Head back to the classroom in style

Are your kids going back to school next month?

If the answer is yes, you can go to bed tonight in the secure knowledge that you are contributing to the national economic recovery.

Contributing in a big way!

Recent statistics indicate that shoppers will spend nearly $38 billion (that’s with a B not a M) on back to school items this year.

However, the business community is somewhat disappointed in the figure because it is just a 1 percent increase from what was spent last year.

I’ll tell you what, you folks better check those stock portfolios to see if your holdings in T.J. Maxx and The Gap haven’t taken a dramatic down turn because gas prices remain high and people continue to be frugal allowing only a few of those green rectangular-shaped pieces of paper with pictures of famous Americans on them to escape from their wallets.

Give me a break!

In previous columns I’ve discussed terminology used to describe cash, loot and money but $38 B is a whole bunch of bucks — any way you want to look at it.

If you have kids who are any older than say age 7, you know darn good and well those snazzy new school clothes that took so long to shop for will be worn for about a week, maximum, before the little darlings go back to wearing the same style of attire they did last year.

Parents of school-age kids know exactly what I mean. Frayed cuff jeans with the knees blown out and rips down the sides, an old T-shirt whose next stop is a rag and a pair of ratty, grass-stained sneakers. Your basic “Salvation Army Poster Child” look.

Don’t get me wrong, kids aren’t stupid. Who wants to wear good stuff to school all the time and run the risk that some of that yummy cafeteria food gets spilled on the new duds?

Supplied data
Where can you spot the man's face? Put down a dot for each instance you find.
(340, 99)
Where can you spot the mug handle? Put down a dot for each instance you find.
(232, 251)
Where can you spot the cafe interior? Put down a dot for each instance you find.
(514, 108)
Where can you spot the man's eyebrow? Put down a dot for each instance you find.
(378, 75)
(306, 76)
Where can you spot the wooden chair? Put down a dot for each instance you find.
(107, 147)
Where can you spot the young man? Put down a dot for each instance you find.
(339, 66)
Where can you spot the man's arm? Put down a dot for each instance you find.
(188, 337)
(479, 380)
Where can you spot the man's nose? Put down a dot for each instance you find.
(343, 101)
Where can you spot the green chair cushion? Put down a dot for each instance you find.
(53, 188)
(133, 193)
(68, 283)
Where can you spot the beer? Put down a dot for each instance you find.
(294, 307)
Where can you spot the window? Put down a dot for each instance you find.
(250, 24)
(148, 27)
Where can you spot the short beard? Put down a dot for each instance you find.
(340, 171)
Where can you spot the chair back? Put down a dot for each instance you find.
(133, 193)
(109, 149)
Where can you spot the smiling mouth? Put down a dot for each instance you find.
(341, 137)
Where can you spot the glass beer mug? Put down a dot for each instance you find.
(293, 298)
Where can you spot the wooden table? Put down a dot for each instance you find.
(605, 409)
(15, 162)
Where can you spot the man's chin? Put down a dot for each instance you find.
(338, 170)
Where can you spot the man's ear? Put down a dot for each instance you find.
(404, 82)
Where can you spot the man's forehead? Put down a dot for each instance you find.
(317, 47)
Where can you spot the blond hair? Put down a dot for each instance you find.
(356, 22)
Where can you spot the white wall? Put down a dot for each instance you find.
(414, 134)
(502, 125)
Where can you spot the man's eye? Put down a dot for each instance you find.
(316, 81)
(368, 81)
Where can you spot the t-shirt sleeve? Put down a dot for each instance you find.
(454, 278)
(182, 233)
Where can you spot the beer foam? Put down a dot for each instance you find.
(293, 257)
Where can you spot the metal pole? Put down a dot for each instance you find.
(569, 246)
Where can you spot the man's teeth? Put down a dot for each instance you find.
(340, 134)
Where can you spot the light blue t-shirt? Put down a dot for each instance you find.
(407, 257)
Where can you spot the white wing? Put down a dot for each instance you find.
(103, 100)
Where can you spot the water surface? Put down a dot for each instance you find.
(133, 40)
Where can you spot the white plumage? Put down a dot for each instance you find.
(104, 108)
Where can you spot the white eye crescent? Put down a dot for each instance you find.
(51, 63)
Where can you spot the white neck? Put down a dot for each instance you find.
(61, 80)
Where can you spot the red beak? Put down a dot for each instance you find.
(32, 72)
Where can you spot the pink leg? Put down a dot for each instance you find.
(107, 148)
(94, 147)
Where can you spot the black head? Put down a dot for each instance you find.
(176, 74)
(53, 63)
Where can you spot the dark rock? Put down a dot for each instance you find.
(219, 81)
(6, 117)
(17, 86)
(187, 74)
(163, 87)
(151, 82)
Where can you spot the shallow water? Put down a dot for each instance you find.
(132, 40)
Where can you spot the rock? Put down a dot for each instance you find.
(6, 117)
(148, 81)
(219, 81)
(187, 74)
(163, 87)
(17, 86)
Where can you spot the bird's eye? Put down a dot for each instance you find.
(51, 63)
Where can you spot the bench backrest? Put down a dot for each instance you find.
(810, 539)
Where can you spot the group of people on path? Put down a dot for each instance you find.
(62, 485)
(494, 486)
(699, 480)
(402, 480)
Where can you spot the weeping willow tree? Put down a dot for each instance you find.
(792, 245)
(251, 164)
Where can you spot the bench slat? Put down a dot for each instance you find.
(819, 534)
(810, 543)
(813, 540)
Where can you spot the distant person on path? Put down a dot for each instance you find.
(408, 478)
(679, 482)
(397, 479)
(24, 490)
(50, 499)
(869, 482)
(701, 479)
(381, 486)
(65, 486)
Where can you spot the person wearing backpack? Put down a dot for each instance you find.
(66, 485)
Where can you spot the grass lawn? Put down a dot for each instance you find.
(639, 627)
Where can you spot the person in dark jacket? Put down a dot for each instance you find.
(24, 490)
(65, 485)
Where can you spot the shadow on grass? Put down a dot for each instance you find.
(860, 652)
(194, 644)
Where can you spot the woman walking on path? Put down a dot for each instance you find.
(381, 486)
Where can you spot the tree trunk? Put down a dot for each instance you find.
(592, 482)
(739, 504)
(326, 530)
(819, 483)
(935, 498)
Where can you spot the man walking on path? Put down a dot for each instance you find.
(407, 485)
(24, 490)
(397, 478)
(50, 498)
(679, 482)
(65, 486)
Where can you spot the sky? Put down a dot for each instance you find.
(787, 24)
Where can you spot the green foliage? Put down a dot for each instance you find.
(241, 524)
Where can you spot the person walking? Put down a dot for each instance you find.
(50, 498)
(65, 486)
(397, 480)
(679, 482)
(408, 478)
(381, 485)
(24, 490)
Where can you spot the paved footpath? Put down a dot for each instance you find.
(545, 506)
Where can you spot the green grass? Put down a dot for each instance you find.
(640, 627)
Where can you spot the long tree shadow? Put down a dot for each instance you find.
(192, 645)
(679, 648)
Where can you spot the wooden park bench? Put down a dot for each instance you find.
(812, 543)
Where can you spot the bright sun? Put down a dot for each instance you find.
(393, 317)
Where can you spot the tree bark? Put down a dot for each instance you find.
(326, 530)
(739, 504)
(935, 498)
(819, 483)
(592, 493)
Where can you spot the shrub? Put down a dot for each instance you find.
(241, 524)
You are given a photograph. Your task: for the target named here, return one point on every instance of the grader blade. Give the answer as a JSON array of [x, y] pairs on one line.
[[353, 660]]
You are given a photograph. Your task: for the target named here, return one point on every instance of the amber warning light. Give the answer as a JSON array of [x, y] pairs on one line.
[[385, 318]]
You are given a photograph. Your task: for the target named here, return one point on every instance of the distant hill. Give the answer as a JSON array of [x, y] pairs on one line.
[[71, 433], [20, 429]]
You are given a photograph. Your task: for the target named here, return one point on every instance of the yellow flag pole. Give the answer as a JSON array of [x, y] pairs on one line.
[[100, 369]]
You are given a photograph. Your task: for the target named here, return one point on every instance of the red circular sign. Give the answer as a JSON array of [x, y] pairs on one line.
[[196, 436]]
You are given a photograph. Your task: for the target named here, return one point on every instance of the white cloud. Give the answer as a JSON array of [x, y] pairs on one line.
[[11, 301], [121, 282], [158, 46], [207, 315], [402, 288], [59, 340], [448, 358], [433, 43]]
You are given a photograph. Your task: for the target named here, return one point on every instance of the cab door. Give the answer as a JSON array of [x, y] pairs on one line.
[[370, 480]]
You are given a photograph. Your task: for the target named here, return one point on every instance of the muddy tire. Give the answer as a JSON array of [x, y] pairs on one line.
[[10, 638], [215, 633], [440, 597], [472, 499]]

Problem set
(1) According to the back-to-school column, how much will shoppers spend on back-to-school items this year?
(2) Reproduce the back-to-school column from "Give me a break!" to "did last year.".
Rely solely on the back-to-school column, not on the material.

Answers to the problems
(1) Nearly $38 billion.

(2)
Give me a break!

In previous columns I’ve discussed terminology used to describe cash, loot and money but $38 B is a whole bunch of bucks — any way you want to look at it.

If you have kids who are any older than say age 7, you know darn good and well those snazzy new school clothes that took so long to shop for will be worn for about a week, maximum, before the little darlings go back to wearing the same style of attire they did last year.